Brano proposto ::
# # #

Anche questo spiega perché la protesta non nasce a Tunisi, ma nelle città del poverissimo est, per estendersi al sud, e infine nei centri della gestione politico-finanziaria. A Tunisi, dove vive oltre il 30% della popolazione, gli effetti persuasivi della dittatura sono più forti. Il dispiego di forze militari e poliziesche, la gendarmeria ovunque e il controllo dei media è paragonabile a quello del gemello dittatore algerino Bouteflika. Ma fuori Tunisi, nell'entroterra rurale e pastorale, tra pietre, campi essiccati, colture di sostentamento e allevamenti di accatto, una ignorata carestia due anni fa ha mietuto decine di morti per fame, e qui il regime non attecchisce, non sfonda il muro della miseria e della povertà. Qui i giovani si riprendono il destino. Scendono in piazza, male organizzati ma arrabbiati. Non è un movimento democratico rivoluzionario, perché l'opposizione ai partiti è disarticolata, e difficilmente potrà emergere un nuovo scenario politico a breve termine. Piuttosto una repressione o la presa del potere da parte dei capi storici dell'opposizione interna o dei fedelissimi del presidente dittatore.
Riemergono dagli scantinati le immagini di Bourguiba, viene riesumata la salma iconografica del precedente Presidente, osannato come il fondatore della patria. Questo la dice lunga sulla miopia del movimento contro Ben Alì. Evidentemente Ben Alì è stato abbandonato dalle superpotenze alleate, messo alle strette per sbrigarsela da solo, lui che non ha competenze militari, che ha rimosso il Ministro degli Interni ma non il capo della Polizia, che ha fatto sfoggio nei decenni di diplomazia cenando con tutti i leader europei che gli garantivano prebende (Berlusconi in testa), che ha liberato i manifestanti a cui, più tardi, avrebbe raso certamente al suolo la casa. Questo è l'ultimo vigliacco Ben Alì, diverso dallo sfavillante Presidente che campeggiava nei ritratti posti ovunque, perfino nei cessi dei caffé. Lui non è più lo specchio del paese, se mai lo è stato, perché le sue politiche sono il fallimento definitivo dei processi di democratizzazione dall'alto nel Maghreb.

# # #

Obiettivi ::
(1) Elenca tutte le persone che il brano sulla protesta in Tunisia cita per nome.
(2) Scrivi il seguito del brano sulla protesta in Tunisia, a partire dalla sua ultima frase.

Materiale presentato ::
# # #

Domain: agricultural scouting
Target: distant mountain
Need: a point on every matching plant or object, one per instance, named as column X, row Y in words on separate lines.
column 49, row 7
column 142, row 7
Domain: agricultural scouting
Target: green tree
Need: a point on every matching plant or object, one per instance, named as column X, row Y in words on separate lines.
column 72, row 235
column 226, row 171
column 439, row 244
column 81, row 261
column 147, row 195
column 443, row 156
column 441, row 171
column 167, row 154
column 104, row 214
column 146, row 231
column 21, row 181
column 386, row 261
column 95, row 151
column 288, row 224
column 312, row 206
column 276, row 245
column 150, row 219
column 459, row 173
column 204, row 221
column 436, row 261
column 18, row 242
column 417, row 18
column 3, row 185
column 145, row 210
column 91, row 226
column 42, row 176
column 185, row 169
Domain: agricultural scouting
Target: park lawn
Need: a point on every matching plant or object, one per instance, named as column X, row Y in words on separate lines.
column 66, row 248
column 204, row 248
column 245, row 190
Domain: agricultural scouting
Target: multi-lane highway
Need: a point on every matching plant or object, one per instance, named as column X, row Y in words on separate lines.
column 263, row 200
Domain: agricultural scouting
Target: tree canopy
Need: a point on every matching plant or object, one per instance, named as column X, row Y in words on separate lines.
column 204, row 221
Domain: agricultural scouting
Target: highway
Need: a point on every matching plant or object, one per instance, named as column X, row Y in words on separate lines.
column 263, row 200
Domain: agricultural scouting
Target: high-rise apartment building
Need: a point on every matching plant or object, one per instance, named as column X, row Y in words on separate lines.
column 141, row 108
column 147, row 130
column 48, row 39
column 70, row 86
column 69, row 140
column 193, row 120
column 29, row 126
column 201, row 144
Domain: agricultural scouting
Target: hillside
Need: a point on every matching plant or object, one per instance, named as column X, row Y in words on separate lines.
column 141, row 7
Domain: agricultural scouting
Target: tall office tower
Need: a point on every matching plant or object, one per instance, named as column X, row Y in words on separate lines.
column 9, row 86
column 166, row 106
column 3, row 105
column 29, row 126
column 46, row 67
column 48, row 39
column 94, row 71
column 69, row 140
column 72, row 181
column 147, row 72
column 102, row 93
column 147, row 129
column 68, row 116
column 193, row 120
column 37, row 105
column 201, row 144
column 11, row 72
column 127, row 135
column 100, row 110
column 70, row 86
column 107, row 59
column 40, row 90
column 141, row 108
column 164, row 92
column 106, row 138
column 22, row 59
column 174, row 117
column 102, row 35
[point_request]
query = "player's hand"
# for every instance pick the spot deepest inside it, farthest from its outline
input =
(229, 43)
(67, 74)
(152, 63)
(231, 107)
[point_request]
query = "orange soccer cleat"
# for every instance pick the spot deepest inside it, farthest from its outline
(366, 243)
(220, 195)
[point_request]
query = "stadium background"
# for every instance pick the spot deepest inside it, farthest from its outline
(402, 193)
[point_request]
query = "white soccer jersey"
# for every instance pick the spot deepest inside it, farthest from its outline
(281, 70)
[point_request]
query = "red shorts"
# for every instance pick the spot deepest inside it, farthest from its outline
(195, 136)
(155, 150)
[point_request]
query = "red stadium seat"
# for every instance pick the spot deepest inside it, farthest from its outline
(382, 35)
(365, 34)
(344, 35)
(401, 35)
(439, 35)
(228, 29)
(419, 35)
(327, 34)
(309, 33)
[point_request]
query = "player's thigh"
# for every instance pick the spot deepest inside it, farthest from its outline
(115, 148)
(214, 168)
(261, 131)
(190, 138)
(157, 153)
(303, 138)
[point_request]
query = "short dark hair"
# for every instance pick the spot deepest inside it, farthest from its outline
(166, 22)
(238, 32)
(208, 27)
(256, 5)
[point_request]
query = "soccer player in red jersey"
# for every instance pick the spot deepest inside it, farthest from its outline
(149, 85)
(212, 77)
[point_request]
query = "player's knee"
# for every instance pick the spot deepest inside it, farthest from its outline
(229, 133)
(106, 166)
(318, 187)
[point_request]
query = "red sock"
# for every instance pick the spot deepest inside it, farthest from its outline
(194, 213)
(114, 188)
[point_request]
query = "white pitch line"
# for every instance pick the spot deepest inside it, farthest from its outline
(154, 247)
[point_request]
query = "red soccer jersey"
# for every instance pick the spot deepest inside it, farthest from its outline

# # #

Risultati delle consegne ::
(1) Bouteflika, Bourguiba, Ben Alì, Berlusconi

(2)
Lo dicono le rare immagini trasmesse in Italia dalle Tv. I manifestanti sono per lo più giovani, non giovanissimi. Siamo lontani dalle piazze iraniane dei fazzoletti verdi. Qui c'è un'opposizione viscerale che sta assaltando i simboli del potere: sportelli bancomat, supermercati, sedi della polizia governativa. Un'opposizione che vorrebbe legarsi alla vecchia, stanca opposizione culturale chiusa nelle medine, nelle case private dei feaubourg popolari come Bab Djedid, a Tunisi, dove nei covi dei tifosi del Club Africain - la squadra di calcio dell'opposizione che sbeffeggia Ben Alì e la coiffeuse, sua moglie - e nei caffé come l'Etoile du Nord da un decennio si biasima il Presidente a mezza voce, con barzellette e sberleffi in rima. Non c'è ancora una regia, per tutto questo, ma i tentativi sarebbero in corso. Non i media ufficiali, ma gli sms, i telefonini e i caffé sono i luoghi del ritrovo degli oppositori: giovani laureati, periferici, scontenti, anime indomite, donne che alla partenza per l'estero preferiscono una più equa distribuzione del lavoro e delle risorse. Riunioni di condominio, per dividersi il pane e lo zucchero, i beni di prima necessità. Sono i caffè e le case sulle quali incombe la mannaia del coprifuoco, la scure delle perquisizioni e delle sparizioni. Perché il regime è noto per l'uso scientifico che fa del rapimento, dell'occultamento dei cadaveri, del nascondimento della verità.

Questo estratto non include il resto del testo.